---- SUPPLIED MATERIAL
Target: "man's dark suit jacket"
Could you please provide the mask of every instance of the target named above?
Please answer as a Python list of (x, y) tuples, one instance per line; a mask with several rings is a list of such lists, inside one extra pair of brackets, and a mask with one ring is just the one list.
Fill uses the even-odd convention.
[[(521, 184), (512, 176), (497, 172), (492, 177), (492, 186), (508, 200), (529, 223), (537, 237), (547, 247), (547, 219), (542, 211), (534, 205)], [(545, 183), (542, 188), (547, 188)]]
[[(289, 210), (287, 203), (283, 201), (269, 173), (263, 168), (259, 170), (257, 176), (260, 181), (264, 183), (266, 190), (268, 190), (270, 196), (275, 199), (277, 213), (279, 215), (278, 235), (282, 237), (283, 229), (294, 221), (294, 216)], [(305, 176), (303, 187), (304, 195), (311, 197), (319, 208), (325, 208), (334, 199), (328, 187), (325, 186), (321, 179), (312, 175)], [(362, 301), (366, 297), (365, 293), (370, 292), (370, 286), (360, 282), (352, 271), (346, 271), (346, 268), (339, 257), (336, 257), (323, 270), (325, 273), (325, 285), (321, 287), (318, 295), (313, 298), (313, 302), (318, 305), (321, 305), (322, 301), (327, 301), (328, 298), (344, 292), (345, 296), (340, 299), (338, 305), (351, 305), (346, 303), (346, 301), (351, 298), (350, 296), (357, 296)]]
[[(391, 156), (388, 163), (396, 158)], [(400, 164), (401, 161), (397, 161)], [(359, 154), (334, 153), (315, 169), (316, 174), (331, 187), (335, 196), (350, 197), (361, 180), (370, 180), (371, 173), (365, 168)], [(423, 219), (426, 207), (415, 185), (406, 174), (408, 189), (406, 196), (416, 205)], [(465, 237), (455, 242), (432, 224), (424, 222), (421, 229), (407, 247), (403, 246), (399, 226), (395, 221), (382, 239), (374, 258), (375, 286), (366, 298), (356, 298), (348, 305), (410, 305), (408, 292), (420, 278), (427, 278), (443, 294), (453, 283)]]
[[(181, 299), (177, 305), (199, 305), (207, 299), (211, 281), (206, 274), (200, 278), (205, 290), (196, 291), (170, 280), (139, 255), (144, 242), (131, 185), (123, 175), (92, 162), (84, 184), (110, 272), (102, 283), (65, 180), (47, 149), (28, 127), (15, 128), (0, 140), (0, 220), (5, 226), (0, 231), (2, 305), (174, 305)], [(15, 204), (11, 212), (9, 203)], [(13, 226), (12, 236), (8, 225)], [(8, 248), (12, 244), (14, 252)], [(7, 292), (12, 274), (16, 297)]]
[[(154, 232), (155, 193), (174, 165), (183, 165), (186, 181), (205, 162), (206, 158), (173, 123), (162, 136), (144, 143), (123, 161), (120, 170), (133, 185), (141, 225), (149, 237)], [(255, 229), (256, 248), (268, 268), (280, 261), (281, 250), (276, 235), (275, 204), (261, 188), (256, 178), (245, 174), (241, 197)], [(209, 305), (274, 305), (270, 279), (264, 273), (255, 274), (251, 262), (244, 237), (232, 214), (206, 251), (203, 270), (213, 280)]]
--------
(WRITTEN PROBLEM):
In the listing above, switch "even-odd" to "nonzero" and reproduce every other part of the lines unchanged.

(TASK SOLUTION):
Target: "man's dark suit jacket"
Could you please provide the mask of every instance of the target named above?
Please answer as a Python list of (x, y) tuples, one instance per line; a mask with several rings is a list of such lists, inside one extra pair of brackets, and a mask with one ring is just the one list.
Fill uses the nonzero convention.
[[(521, 184), (512, 176), (497, 172), (492, 177), (492, 186), (508, 200), (529, 223), (537, 237), (547, 247), (547, 219), (542, 211), (534, 205)], [(545, 183), (542, 188), (547, 188)]]
[[(289, 210), (287, 203), (283, 201), (269, 173), (263, 168), (259, 170), (257, 176), (260, 181), (264, 183), (266, 190), (268, 190), (270, 196), (275, 199), (277, 213), (279, 215), (278, 235), (282, 237), (283, 229), (294, 221), (294, 216)], [(305, 176), (303, 187), (304, 195), (311, 197), (319, 208), (325, 208), (334, 199), (328, 187), (325, 186), (321, 179), (312, 175)], [(362, 301), (366, 297), (365, 293), (370, 292), (370, 286), (360, 282), (352, 271), (346, 271), (346, 268), (339, 257), (336, 257), (323, 270), (325, 273), (325, 285), (321, 287), (318, 295), (313, 298), (313, 302), (318, 305), (321, 305), (322, 301), (327, 301), (328, 298), (344, 292), (345, 296), (340, 299), (338, 305), (351, 305), (346, 303), (346, 301), (351, 298), (350, 296), (357, 296)]]
[[(391, 156), (388, 163), (396, 158)], [(400, 164), (401, 161), (397, 161)], [(359, 154), (334, 153), (315, 169), (316, 174), (331, 187), (335, 196), (350, 197), (361, 180), (370, 180), (371, 173), (365, 168)], [(423, 219), (426, 207), (415, 185), (406, 174), (408, 189), (406, 196), (416, 205)], [(465, 237), (455, 242), (432, 224), (424, 222), (421, 229), (407, 247), (403, 246), (399, 226), (395, 221), (382, 239), (374, 258), (375, 286), (366, 298), (356, 298), (348, 305), (410, 305), (408, 292), (420, 278), (427, 278), (443, 294), (453, 283)]]
[[(181, 299), (177, 305), (199, 305), (207, 299), (211, 281), (206, 274), (200, 278), (205, 290), (196, 291), (170, 280), (139, 255), (144, 242), (131, 185), (123, 175), (92, 162), (84, 184), (110, 272), (102, 283), (65, 180), (47, 149), (28, 127), (15, 128), (0, 140), (0, 220), (5, 226), (0, 231), (2, 305), (174, 305)], [(15, 204), (11, 212), (9, 203)], [(13, 226), (12, 236), (8, 225)], [(8, 248), (12, 244), (14, 252)], [(7, 292), (12, 274), (16, 297)]]
[[(154, 232), (155, 193), (174, 165), (183, 165), (186, 181), (205, 162), (206, 158), (173, 123), (162, 136), (144, 143), (123, 161), (120, 170), (133, 185), (141, 225), (149, 237)], [(255, 229), (256, 248), (268, 268), (280, 261), (281, 250), (276, 235), (275, 204), (261, 188), (256, 178), (245, 174), (241, 197)], [(209, 305), (274, 305), (270, 279), (264, 273), (255, 274), (251, 262), (244, 237), (232, 214), (206, 251), (203, 270), (213, 280)]]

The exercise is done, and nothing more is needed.